#### [Task brief]
When you reach the records, transcribe all of them exactly.

+++

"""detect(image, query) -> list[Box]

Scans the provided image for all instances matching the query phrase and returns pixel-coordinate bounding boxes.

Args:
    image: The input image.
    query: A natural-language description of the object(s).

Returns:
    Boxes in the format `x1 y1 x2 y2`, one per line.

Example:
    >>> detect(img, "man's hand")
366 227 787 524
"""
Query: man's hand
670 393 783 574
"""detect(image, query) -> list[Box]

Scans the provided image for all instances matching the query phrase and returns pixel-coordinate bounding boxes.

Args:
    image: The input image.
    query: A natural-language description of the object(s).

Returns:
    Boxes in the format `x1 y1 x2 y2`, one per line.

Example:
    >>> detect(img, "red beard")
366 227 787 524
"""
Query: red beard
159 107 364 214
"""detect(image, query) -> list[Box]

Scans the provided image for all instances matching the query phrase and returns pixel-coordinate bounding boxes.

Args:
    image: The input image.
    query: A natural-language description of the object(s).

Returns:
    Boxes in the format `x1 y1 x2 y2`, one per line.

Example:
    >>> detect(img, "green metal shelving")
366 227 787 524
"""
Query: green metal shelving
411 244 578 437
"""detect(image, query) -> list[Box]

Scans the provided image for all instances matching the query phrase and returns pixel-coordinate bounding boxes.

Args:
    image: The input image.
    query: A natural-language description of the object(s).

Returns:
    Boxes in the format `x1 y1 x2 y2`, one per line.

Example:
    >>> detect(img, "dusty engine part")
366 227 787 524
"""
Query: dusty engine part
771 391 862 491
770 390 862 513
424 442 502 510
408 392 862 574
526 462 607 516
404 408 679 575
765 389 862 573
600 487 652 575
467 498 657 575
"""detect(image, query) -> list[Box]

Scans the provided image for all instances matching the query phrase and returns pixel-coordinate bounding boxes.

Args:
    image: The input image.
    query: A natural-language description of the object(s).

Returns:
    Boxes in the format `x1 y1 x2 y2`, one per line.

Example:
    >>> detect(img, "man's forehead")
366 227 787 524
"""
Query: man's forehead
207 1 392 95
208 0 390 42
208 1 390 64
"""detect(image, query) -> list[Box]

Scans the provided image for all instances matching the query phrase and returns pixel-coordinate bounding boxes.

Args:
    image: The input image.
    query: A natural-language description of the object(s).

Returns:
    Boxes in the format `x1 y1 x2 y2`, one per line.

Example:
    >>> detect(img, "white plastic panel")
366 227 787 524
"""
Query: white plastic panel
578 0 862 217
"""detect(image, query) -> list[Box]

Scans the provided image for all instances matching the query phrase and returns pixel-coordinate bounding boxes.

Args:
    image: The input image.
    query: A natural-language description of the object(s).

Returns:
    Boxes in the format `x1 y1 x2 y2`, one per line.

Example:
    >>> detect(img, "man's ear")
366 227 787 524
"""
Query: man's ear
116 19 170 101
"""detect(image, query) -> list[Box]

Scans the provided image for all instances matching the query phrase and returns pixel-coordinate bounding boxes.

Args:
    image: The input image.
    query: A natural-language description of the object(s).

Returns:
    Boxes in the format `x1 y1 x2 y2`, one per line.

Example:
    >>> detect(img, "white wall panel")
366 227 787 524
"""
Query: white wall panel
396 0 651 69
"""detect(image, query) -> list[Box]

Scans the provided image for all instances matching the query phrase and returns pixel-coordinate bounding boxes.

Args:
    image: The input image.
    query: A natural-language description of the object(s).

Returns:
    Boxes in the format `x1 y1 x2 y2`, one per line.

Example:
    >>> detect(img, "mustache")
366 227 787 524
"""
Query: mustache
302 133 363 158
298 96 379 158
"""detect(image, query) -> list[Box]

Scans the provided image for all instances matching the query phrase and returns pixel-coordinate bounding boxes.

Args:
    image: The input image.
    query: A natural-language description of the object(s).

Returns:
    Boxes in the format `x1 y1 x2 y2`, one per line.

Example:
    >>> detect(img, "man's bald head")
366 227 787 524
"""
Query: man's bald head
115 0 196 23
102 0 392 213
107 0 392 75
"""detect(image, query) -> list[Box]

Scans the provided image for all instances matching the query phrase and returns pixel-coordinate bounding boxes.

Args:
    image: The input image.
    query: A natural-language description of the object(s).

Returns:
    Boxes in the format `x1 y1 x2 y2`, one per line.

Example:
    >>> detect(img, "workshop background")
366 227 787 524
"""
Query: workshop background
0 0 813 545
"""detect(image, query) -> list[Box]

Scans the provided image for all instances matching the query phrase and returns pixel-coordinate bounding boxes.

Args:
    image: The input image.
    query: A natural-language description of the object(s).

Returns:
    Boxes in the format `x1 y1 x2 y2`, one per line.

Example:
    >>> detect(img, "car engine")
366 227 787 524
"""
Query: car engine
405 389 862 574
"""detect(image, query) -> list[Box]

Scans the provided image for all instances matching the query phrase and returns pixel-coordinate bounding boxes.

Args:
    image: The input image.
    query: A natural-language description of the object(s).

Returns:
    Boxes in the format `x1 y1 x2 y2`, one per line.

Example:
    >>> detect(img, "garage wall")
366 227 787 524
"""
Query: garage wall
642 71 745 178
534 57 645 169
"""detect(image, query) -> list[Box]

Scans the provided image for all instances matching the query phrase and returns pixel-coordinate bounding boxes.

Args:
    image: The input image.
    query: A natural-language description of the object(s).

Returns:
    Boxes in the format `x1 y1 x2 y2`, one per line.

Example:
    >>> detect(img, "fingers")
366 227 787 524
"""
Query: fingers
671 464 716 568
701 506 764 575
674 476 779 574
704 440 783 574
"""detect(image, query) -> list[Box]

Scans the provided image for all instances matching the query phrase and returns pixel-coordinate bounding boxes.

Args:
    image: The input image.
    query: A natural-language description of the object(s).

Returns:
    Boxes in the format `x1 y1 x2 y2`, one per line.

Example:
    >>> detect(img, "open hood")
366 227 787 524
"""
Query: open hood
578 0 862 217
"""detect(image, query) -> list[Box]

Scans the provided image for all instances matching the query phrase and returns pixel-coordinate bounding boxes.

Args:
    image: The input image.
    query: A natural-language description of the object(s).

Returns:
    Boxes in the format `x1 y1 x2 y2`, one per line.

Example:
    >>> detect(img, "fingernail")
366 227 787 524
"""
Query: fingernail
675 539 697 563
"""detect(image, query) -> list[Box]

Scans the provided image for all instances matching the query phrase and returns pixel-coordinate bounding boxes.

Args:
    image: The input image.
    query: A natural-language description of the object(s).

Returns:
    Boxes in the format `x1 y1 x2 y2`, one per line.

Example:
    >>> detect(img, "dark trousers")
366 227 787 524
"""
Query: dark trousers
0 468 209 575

+++

#### [Answer section]
"""detect(image, query) -> list[Box]

Scans the provided image for all instances matching the query phrase and returns pixel-coordinate bounding boxes.

Args:
    image: The input image.
    query: A natural-language description of the object(s).

Returns:
    Boxes in the format `x1 y1 x2 y2`, one per line.

Example:
    >>> detect(img, "man's hand")
366 227 787 524
"""
Query: man's hand
670 393 783 574
"""detect(image, query) -> list[Box]

Scans the provided image for all instances matching the query phrase and returns pixel-coordinate bounding boxes.

Args:
    image: The input image.
    query: A natural-language description of the object(s).

Returns:
    Boxes in the format `x1 y1 x2 y2`, one per line.

Example:
    >>> detect(img, "red beard")
366 227 787 524
"""
Query: red beard
159 107 364 214
"""detect(image, query) -> list[Box]

Scans the provided image for all instances matching the query phrase and returns pixel-coordinate bounding boxes.

Args:
    image: The input image.
    query: A natural-language description of the object(s).

Returns:
    Boxes in the format `x1 y1 x2 y2`, one per line.

Example:
    >>> detect(img, "green metal shelving")
366 227 787 524
"""
Query: green metal shelving
411 244 578 437
"""detect(image, query) -> list[Box]

Scans the provided image for all instances matching the query phrase and returns pixel-coordinate bounding boxes.

Args:
    image: The input image.
    query: A natural-language description of the object(s).

Returns:
    Boxes in the format `x1 y1 x2 y2`, one per line.

Example:
    >>> detect(img, "dusty engine part")
366 227 787 524
"""
Query: dusty engine part
771 391 862 491
770 390 862 513
424 442 502 510
408 392 862 574
526 462 607 516
404 408 679 575
765 389 862 573
600 487 652 575
467 498 657 575
"""detect(image, query) -> list[Box]

Scans the provided image for all instances matching the query phrase and returns pixel-coordinate bounding boxes.

Args:
    image: The input image.
    query: A natural-language description of the object(s).

Returns:
    Boxes in the format `x1 y1 x2 y2`, one per line.

Example:
    >>> detect(img, "man's forehead")
366 227 787 524
"""
Query: man's forehead
207 1 392 95
208 0 390 42
208 1 390 64
"""detect(image, query) -> list[Box]

Scans the provided image for all instances matching the query phrase and returns pixel-coordinate bounding boxes.

Args:
    image: The input image.
    query: A natural-language description of the object(s).

Returns:
    Boxes in the format `x1 y1 x2 y2`, one per line.

Example:
    >>> detect(img, "white plastic panel")
366 227 787 524
"""
Query: white plastic panel
578 0 862 217
"""detect(image, query) -> list[Box]

Scans the provided image for all instances matching the query phrase and returns pixel-coordinate bounding boxes.

Args:
    image: The input image.
    query: A natural-language description of the object(s).

Returns:
    Boxes in the format `x1 y1 x2 y2`, one per line.

Example:
    >>> detect(img, "man's ear")
366 227 787 524
"""
Query: man's ear
116 19 170 101
"""detect(image, query) -> list[Box]

Scans the provided image for all instances matching the query phrase and returns pixel-coordinate bounding boxes.

Args:
    image: The input image.
    query: A natural-language description of the object(s).

Returns:
    Boxes in the format `x1 y1 x2 y2`, one per line.

Example:
    >>> detect(img, "white wall panel")
366 227 787 524
"""
Query: white wall panel
396 0 651 69
"""detect(image, query) -> list[Box]

Scans the provided image for all instances matching the query phrase and returns pixel-coordinate bounding boxes.

Args:
    image: The input image.
    query: A natural-language description of the object(s).

Returns:
    Boxes in the format `x1 y1 x2 y2`, one per line.

Example:
    >>> detect(img, "mustache")
366 227 787 524
"""
Query: mustache
302 133 363 158
298 96 379 158
"""detect(image, query) -> list[Box]

Scans the provided image for all instances matching the query phrase and returns pixel-coordinate bounding boxes.

Args:
    image: The input image.
    query: A natural-language description of the object(s).

Returns:
    Boxes in the format `x1 y1 x2 y2`, one per line.

Example:
    >>> detect(img, "man's bald head")
366 227 787 524
"""
Query: man's bald head
115 0 196 23
102 0 392 213
107 0 392 75
"""detect(image, query) -> list[Box]

Scans the provided image for all instances matching the query phrase and returns pixel-coordinate bounding boxes.

Args:
    image: The input image.
    query: A natural-language description of the object(s).

Returns:
    Boxes in the format `x1 y1 x2 y2`, one per line.

Example:
    >>> detect(img, "workshop background")
366 227 787 524
"""
Query: workshop background
0 0 813 545
"""detect(image, query) -> list[Box]

Scans the provided image for all instances matching the query phrase and returns pixel-coordinate bounding boxes.

Args:
    image: The input image.
    query: A natural-language description of the object(s).

Returns:
    Boxes in the format `x1 y1 x2 y2`, one per line.

Example:
    >>> detect(img, "car engine")
366 227 787 524
"""
Query: car engine
405 389 862 574
"""detect(image, query) -> list[Box]

Scans the provided image for all instances matching the query phrase and returns pixel-coordinate bounding boxes.

Args:
    image: The input image.
    query: A natural-language description of the object(s).

Returns:
    Boxes in the format `x1 y1 x2 y2`, one per line.

Example:
    >>> detect(img, "garage wall")
366 227 787 524
"""
Query: garage wall
642 71 745 178
534 57 645 169
"""detect(image, query) -> list[Box]

Scans the provided image for all instances matching the query phrase and returns pixel-coordinate bounding boxes.

Args:
    image: The input image.
    query: A natural-language description of the object(s).

Returns:
    Boxes in the format `x1 y1 x2 y2`, one per line.

Example:
    >>> detect(img, "fingers")
366 227 787 524
"""
Query: fingers
671 464 716 568
701 506 764 575
674 476 779 574
704 440 783 574
"""detect(image, query) -> list[Box]

Scans the provided image for all instances matching the query phrase and returns pixel-coordinate bounding boxes.

Args:
    image: The input image.
    query: A natural-language description of the object(s).

Returns:
    Boxes in the format `x1 y1 x2 y2`, one per line.

Example:
    >>> detect(img, "open hood")
366 227 787 524
"""
Query: open hood
578 0 862 217
"""detect(image, query) -> list[Box]

Scans the provided image for all instances matching the query phrase and returns pixel-coordinate bounding boxes.

Args:
    image: The input image.
    query: A natural-language description of the object(s).

Returns:
    Boxes in the format `x1 y1 x2 y2`, one per line.

Example:
    >>> detect(img, "fingernail")
366 227 787 524
"""
Query: fingernail
675 539 697 563
"""detect(image, query) -> list[Box]

Scans the provided image for all instances matching the query phrase and returns pixel-coordinate bounding boxes.

Args:
    image: The input image.
    query: A natural-language description of the object(s).

Returns:
    Boxes in the format `x1 y1 x2 y2`, one per line.

Example:
    >>> detect(img, "dark trousers")
366 227 787 524
"""
Query: dark trousers
0 468 209 575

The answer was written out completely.